La relazione terapeutica e la sua magia

La relazione terapeutica si riferisce al rapporto che viene a crearsi tra psicoterapeuta e paziente.

Gli obiettivi della relazione terapeutica corrispondono a ciò che il cliente spera di ottenere dalla terapia, sulla base delle preoccupazioni espresse; i compiti sono ciò che il terapeuta e il paziente decidono che deve essere fatto per raggiungere gli obiettivi programmati, le forme della relazione si basano sul legame di fiducia nel terapeuta e nelle prescrizioni che questi proporrà, per raggiungere gli obiettivi del paziente (Bordin, 1979).

La relazione terapeutica oggi è definita da codici etici e di scientificità, che segnano il percorso del lavoro clinico, definendo gli strumenti terapeutici da utilizzare.

Tuttavia, non deve sorprendere il fatto che due professionisti che hanno compiuto lo stesso percorso formativo e professionale, possano poi avere differenti successi con i propri pazienti, quando entrano in gioco le loro personalità, le differenti capacità di comunicazione, le più o meno evidenti doti empatiche.

Spesso infatti non è tanto il protocollo utilizzato a guarire, quanto la relazione terapeutica: solo quando questa relazione è di buona qualità, essa consente al paziente di attivare le sue energie, per cercare un cambiamento positivo.

Materiale fornito
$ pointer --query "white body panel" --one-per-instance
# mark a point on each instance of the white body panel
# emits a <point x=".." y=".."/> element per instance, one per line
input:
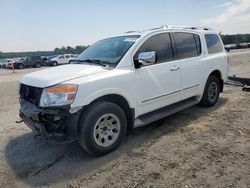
<point x="146" y="89"/>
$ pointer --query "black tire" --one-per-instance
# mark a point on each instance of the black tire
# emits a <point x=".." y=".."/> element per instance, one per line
<point x="88" y="124"/>
<point x="54" y="63"/>
<point x="211" y="92"/>
<point x="20" y="66"/>
<point x="38" y="65"/>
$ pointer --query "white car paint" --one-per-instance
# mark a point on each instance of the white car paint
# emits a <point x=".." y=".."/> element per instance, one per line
<point x="137" y="86"/>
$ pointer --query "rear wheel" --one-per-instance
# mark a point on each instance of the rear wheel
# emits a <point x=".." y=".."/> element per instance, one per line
<point x="20" y="66"/>
<point x="102" y="127"/>
<point x="211" y="92"/>
<point x="54" y="63"/>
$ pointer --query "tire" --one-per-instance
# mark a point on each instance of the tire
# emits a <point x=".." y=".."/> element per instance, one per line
<point x="20" y="66"/>
<point x="54" y="63"/>
<point x="102" y="128"/>
<point x="211" y="92"/>
<point x="38" y="65"/>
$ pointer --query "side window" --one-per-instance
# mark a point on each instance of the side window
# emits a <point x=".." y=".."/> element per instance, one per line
<point x="161" y="44"/>
<point x="198" y="43"/>
<point x="187" y="44"/>
<point x="213" y="43"/>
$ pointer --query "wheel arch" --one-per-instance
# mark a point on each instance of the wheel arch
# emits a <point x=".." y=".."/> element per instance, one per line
<point x="218" y="74"/>
<point x="121" y="102"/>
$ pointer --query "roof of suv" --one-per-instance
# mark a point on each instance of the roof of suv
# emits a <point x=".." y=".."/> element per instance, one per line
<point x="171" y="28"/>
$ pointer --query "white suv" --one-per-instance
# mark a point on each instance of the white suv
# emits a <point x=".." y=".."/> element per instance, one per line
<point x="124" y="82"/>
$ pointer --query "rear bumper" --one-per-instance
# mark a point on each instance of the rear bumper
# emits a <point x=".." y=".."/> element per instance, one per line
<point x="48" y="122"/>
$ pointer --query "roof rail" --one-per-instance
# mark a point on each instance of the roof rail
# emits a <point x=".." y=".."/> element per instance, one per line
<point x="186" y="27"/>
<point x="132" y="32"/>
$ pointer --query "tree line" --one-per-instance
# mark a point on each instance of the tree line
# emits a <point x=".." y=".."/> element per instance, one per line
<point x="56" y="51"/>
<point x="235" y="39"/>
<point x="227" y="39"/>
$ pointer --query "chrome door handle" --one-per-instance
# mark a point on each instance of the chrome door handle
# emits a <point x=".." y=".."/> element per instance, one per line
<point x="174" y="68"/>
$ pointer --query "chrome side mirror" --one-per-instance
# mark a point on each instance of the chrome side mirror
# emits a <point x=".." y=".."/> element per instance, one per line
<point x="147" y="58"/>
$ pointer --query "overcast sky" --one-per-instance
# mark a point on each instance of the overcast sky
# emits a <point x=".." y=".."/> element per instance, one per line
<point x="31" y="25"/>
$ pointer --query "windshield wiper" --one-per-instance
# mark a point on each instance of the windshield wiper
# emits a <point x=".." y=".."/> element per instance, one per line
<point x="95" y="61"/>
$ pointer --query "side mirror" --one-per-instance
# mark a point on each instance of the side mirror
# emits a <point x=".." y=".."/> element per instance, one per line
<point x="147" y="58"/>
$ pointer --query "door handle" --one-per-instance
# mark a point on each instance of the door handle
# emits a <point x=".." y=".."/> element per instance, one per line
<point x="174" y="68"/>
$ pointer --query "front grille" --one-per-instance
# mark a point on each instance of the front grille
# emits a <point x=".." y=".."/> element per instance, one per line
<point x="31" y="94"/>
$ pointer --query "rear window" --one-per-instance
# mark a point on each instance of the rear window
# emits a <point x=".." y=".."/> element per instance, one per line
<point x="214" y="44"/>
<point x="188" y="45"/>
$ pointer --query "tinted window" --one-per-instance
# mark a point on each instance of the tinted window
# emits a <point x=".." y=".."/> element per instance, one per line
<point x="198" y="43"/>
<point x="213" y="43"/>
<point x="161" y="44"/>
<point x="186" y="45"/>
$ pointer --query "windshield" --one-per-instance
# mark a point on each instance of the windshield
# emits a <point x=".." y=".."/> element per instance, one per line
<point x="108" y="51"/>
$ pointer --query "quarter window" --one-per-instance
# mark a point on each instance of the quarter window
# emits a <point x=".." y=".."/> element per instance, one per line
<point x="213" y="43"/>
<point x="161" y="44"/>
<point x="187" y="44"/>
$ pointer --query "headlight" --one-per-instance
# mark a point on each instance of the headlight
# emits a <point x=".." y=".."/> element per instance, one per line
<point x="58" y="95"/>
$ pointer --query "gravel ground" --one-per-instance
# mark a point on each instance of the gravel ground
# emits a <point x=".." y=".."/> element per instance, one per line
<point x="195" y="148"/>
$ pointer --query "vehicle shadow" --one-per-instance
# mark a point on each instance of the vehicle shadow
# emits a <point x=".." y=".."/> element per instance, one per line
<point x="38" y="162"/>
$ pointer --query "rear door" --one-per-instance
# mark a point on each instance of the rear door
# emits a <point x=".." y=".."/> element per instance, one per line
<point x="158" y="85"/>
<point x="188" y="46"/>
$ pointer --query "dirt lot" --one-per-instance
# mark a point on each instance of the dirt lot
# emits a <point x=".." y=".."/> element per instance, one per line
<point x="198" y="147"/>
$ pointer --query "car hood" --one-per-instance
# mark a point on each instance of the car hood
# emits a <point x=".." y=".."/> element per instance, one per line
<point x="56" y="75"/>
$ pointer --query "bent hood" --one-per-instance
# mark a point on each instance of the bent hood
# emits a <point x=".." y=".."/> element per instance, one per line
<point x="56" y="75"/>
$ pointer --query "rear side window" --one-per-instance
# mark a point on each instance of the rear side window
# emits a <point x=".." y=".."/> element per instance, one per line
<point x="161" y="44"/>
<point x="213" y="43"/>
<point x="187" y="44"/>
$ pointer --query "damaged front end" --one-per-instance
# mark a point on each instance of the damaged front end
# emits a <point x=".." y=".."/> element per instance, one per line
<point x="56" y="123"/>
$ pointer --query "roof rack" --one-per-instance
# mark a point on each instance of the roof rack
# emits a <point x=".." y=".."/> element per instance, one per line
<point x="132" y="32"/>
<point x="175" y="27"/>
<point x="185" y="27"/>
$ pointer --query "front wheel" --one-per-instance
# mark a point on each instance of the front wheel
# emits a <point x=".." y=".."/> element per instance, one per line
<point x="102" y="127"/>
<point x="211" y="92"/>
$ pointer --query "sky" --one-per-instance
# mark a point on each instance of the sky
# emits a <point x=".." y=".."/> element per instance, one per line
<point x="33" y="25"/>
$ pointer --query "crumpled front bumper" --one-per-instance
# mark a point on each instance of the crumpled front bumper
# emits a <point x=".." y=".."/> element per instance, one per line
<point x="50" y="122"/>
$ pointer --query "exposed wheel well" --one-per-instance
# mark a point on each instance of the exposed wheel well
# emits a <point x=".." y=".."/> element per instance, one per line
<point x="122" y="102"/>
<point x="217" y="74"/>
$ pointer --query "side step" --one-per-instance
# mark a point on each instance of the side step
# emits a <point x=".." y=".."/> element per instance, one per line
<point x="164" y="112"/>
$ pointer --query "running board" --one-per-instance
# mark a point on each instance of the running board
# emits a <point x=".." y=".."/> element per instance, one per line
<point x="164" y="112"/>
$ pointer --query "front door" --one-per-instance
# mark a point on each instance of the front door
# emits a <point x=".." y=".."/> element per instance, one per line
<point x="158" y="85"/>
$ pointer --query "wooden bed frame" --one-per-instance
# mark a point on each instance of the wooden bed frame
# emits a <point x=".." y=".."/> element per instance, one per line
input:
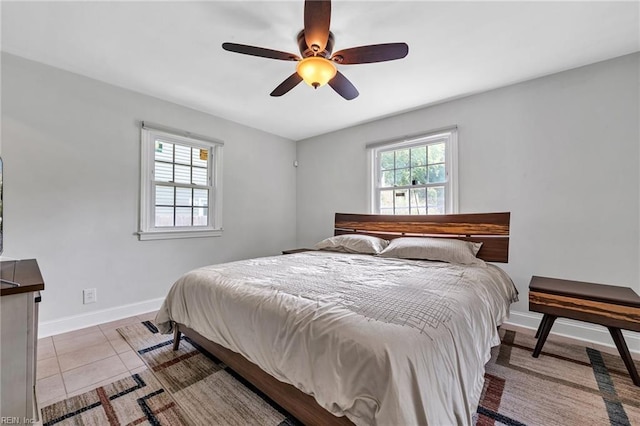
<point x="492" y="229"/>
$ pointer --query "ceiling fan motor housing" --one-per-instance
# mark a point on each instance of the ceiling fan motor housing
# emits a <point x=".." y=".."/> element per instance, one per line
<point x="307" y="51"/>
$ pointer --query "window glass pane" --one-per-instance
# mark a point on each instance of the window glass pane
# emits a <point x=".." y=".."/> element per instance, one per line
<point x="164" y="151"/>
<point x="386" y="199"/>
<point x="436" y="174"/>
<point x="419" y="156"/>
<point x="164" y="195"/>
<point x="435" y="199"/>
<point x="183" y="216"/>
<point x="418" y="201"/>
<point x="402" y="158"/>
<point x="386" y="160"/>
<point x="418" y="175"/>
<point x="163" y="172"/>
<point x="402" y="177"/>
<point x="201" y="197"/>
<point x="387" y="178"/>
<point x="402" y="200"/>
<point x="436" y="153"/>
<point x="199" y="176"/>
<point x="183" y="174"/>
<point x="183" y="154"/>
<point x="199" y="157"/>
<point x="183" y="196"/>
<point x="164" y="216"/>
<point x="200" y="217"/>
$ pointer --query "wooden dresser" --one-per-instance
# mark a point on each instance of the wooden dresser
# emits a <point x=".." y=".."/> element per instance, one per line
<point x="19" y="339"/>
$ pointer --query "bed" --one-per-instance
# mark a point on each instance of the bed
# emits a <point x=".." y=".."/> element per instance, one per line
<point x="344" y="338"/>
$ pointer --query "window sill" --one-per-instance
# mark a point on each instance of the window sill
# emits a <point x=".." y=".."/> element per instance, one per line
<point x="173" y="234"/>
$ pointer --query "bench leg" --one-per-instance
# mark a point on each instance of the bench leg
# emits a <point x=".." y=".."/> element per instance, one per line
<point x="618" y="339"/>
<point x="545" y="317"/>
<point x="176" y="337"/>
<point x="543" y="333"/>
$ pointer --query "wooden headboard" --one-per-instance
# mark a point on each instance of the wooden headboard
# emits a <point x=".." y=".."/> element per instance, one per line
<point x="491" y="229"/>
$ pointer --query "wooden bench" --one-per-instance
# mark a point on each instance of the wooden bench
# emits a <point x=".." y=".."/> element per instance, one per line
<point x="614" y="307"/>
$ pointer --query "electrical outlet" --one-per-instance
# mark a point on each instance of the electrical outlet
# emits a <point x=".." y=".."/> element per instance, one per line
<point x="89" y="295"/>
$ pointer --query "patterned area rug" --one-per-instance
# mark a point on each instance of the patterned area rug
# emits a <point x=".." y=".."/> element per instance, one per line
<point x="567" y="385"/>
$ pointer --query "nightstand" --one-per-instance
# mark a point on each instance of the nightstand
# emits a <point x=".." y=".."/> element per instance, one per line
<point x="612" y="306"/>
<point x="292" y="251"/>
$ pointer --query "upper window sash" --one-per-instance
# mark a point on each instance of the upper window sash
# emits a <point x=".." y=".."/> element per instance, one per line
<point x="448" y="135"/>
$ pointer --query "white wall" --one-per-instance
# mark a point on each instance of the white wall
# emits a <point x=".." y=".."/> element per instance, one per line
<point x="561" y="153"/>
<point x="71" y="151"/>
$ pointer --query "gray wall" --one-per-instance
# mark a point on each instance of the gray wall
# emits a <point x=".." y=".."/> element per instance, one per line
<point x="560" y="153"/>
<point x="71" y="150"/>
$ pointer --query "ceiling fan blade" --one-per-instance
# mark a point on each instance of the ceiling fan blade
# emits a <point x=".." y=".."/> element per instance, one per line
<point x="291" y="82"/>
<point x="317" y="19"/>
<point x="343" y="86"/>
<point x="259" y="51"/>
<point x="371" y="53"/>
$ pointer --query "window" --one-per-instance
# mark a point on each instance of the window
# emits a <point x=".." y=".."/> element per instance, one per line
<point x="415" y="176"/>
<point x="181" y="186"/>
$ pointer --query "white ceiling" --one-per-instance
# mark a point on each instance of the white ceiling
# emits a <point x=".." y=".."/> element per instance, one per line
<point x="171" y="50"/>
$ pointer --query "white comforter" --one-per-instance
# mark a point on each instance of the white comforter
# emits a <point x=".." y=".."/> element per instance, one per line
<point x="382" y="341"/>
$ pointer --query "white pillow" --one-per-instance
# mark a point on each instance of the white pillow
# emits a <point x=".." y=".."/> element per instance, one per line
<point x="442" y="249"/>
<point x="353" y="243"/>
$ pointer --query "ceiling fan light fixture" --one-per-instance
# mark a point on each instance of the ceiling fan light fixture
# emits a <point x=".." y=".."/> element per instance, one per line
<point x="316" y="71"/>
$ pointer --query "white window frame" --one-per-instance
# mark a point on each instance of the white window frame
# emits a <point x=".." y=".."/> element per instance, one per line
<point x="448" y="135"/>
<point x="148" y="230"/>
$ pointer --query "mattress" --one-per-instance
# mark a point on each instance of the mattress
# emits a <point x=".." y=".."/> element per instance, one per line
<point x="382" y="341"/>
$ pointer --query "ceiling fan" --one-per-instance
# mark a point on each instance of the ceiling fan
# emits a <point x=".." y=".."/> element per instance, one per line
<point x="316" y="65"/>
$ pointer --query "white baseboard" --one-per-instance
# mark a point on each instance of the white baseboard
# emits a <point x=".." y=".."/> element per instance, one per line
<point x="586" y="332"/>
<point x="75" y="322"/>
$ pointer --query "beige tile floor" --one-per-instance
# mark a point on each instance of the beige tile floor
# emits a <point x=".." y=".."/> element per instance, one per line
<point x="73" y="363"/>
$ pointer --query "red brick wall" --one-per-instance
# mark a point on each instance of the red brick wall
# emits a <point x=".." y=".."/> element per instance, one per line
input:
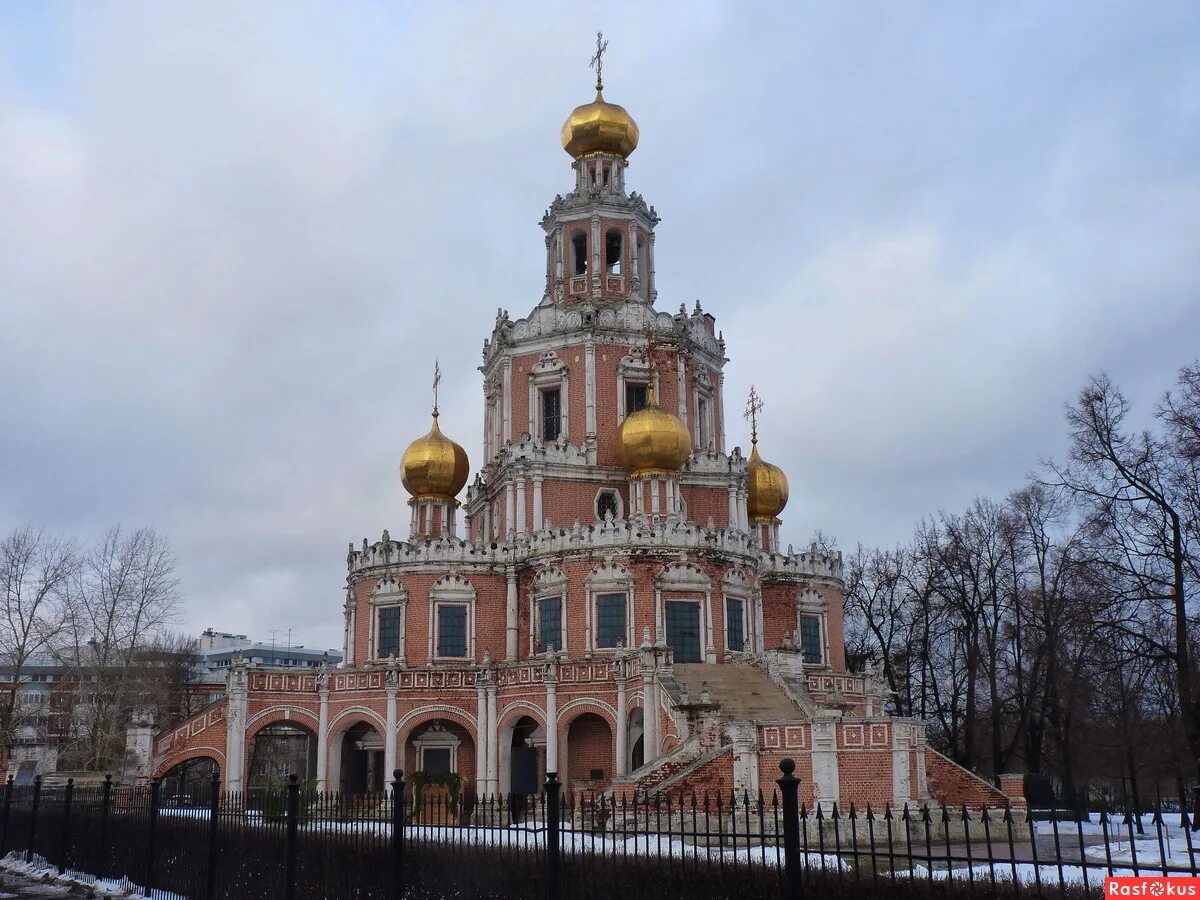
<point x="589" y="745"/>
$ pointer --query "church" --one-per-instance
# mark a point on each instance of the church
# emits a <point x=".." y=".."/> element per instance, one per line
<point x="607" y="597"/>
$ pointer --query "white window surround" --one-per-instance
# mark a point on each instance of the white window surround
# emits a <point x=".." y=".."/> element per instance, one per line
<point x="436" y="737"/>
<point x="387" y="593"/>
<point x="609" y="579"/>
<point x="621" y="502"/>
<point x="547" y="585"/>
<point x="549" y="372"/>
<point x="811" y="604"/>
<point x="451" y="591"/>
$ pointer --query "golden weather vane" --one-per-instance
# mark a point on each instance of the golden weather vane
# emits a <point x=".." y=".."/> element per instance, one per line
<point x="598" y="59"/>
<point x="754" y="406"/>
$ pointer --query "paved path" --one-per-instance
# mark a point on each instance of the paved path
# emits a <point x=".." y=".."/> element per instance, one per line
<point x="15" y="886"/>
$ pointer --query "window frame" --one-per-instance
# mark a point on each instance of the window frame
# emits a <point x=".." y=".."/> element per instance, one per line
<point x="623" y="639"/>
<point x="539" y="631"/>
<point x="438" y="607"/>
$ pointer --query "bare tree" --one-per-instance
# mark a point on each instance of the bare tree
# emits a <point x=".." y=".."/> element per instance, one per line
<point x="1137" y="492"/>
<point x="36" y="569"/>
<point x="125" y="594"/>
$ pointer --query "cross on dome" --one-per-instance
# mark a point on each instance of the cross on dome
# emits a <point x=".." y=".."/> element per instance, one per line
<point x="598" y="59"/>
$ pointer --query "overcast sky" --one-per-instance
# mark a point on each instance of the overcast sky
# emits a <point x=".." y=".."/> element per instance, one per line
<point x="233" y="237"/>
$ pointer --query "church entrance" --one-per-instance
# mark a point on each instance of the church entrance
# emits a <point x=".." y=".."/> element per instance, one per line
<point x="363" y="761"/>
<point x="683" y="630"/>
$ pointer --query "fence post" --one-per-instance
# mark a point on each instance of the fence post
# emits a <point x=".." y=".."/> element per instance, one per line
<point x="106" y="798"/>
<point x="33" y="819"/>
<point x="789" y="792"/>
<point x="397" y="834"/>
<point x="4" y="823"/>
<point x="214" y="813"/>
<point x="289" y="873"/>
<point x="66" y="826"/>
<point x="154" y="827"/>
<point x="553" y="867"/>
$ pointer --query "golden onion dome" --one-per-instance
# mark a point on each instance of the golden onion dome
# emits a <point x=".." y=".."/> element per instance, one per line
<point x="599" y="127"/>
<point x="767" y="492"/>
<point x="653" y="441"/>
<point x="435" y="467"/>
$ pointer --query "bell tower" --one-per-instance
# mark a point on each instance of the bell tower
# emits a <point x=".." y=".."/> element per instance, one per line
<point x="599" y="238"/>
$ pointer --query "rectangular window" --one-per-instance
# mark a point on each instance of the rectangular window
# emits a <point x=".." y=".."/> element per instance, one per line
<point x="437" y="762"/>
<point x="683" y="630"/>
<point x="735" y="631"/>
<point x="551" y="414"/>
<point x="550" y="624"/>
<point x="810" y="639"/>
<point x="610" y="619"/>
<point x="635" y="397"/>
<point x="451" y="630"/>
<point x="389" y="631"/>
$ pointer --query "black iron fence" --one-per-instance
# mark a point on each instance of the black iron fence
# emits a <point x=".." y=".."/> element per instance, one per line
<point x="441" y="841"/>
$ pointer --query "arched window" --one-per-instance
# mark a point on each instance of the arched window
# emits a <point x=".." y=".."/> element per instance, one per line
<point x="612" y="251"/>
<point x="580" y="253"/>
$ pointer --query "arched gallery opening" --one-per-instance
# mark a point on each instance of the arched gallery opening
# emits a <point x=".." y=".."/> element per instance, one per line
<point x="363" y="761"/>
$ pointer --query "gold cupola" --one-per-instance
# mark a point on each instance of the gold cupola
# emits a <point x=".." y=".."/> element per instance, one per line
<point x="599" y="126"/>
<point x="435" y="467"/>
<point x="652" y="442"/>
<point x="767" y="491"/>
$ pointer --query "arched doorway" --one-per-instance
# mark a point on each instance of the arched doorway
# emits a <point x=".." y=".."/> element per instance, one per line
<point x="190" y="783"/>
<point x="636" y="744"/>
<point x="589" y="753"/>
<point x="361" y="760"/>
<point x="280" y="750"/>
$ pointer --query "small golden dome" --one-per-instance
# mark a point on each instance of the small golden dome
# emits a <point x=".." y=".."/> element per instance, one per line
<point x="599" y="127"/>
<point x="653" y="441"/>
<point x="435" y="467"/>
<point x="767" y="493"/>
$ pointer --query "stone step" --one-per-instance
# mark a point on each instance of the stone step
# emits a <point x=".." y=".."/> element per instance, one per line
<point x="742" y="691"/>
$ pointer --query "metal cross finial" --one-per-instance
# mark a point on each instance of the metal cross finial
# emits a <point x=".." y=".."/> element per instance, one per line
<point x="598" y="59"/>
<point x="754" y="406"/>
<point x="437" y="379"/>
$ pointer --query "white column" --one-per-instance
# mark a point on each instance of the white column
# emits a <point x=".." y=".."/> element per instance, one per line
<point x="720" y="411"/>
<point x="622" y="729"/>
<point x="589" y="357"/>
<point x="683" y="389"/>
<point x="323" y="731"/>
<point x="481" y="730"/>
<point x="493" y="767"/>
<point x="709" y="648"/>
<point x="537" y="501"/>
<point x="510" y="616"/>
<point x="507" y="371"/>
<point x="551" y="727"/>
<point x="389" y="741"/>
<point x="649" y="719"/>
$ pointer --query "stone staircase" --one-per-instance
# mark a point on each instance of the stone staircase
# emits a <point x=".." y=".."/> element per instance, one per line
<point x="744" y="693"/>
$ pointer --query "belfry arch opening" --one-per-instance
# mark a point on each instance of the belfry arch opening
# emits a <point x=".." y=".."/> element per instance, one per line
<point x="580" y="253"/>
<point x="612" y="251"/>
<point x="280" y="750"/>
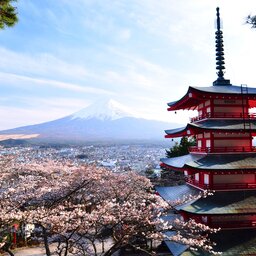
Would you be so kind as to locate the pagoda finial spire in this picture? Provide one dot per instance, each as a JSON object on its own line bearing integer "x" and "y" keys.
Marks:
{"x": 220, "y": 54}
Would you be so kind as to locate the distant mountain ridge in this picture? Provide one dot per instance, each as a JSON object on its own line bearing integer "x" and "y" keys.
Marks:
{"x": 101, "y": 122}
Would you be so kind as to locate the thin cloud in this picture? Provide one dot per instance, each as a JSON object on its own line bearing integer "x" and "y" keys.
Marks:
{"x": 13, "y": 78}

Compiti da svolgere
**1)** Rispondi alle domande seguenti in base al testo sulla relazione terapeutica.
(a) Tra quali due figure si crea il rapporto a cui si riferisce la relazione terapeutica?
(b) Da che cosa è definita oggi la relazione terapeutica?
(c) Quali fattori possono far avere successi differenti a due professionisti con lo stesso percorso formativo e professionale?
**2)** Riprendi il testo sulla relazione terapeutica e proseguilo dopo la sua ultima frase.

Risposte numerate
**1)**
(a) Tra psicoterapeuta e paziente.
(b) Da codici etici e di scientificità.
(c) Le loro personalità, le differenti capacità di comunicazione e le più o meno evidenti doti empatiche.

**2)**
Come molti studiosi del fenomeno hanno dimostrato (si pensi a Bandler e Grinder e al loro libro La struttura della Magia, nel quale i due autori mettono a confronto le prodezze linguistiche dei più dotati psicoterapeuti del mondo, evidenziando a un tempo la semplicità e la similarità delle tecniche di queste terapie apparentemente divergenti), alla base della relazione terapeutica c’è sempre una componente magica, non così lontana da quella che caratterizzava l’antica medicina sciamanica.

Il terapeuta raggiunge gli obiettivi terapeutici con il paziente solo quando riesce ad influenzarlo in modo positivo nei confronti del cambiamento desiderato: per questo il terapeuta deve riuscire a trasmettere una certa immagine di sé, deve essere capace di dare fiducia, di far sentire il paziente sicuro di essersi rivolto ad un professionista che realmente possiede i mezzi e gli strumenti che gli consentiranno di poter guarire.

Non può produrre effetti terapeutici positivi il professionista che non viene avvertito dal paziente come un’autorità sapiente, realmente capace di guidarlo verso l’acquisizione di nuovi equilibri.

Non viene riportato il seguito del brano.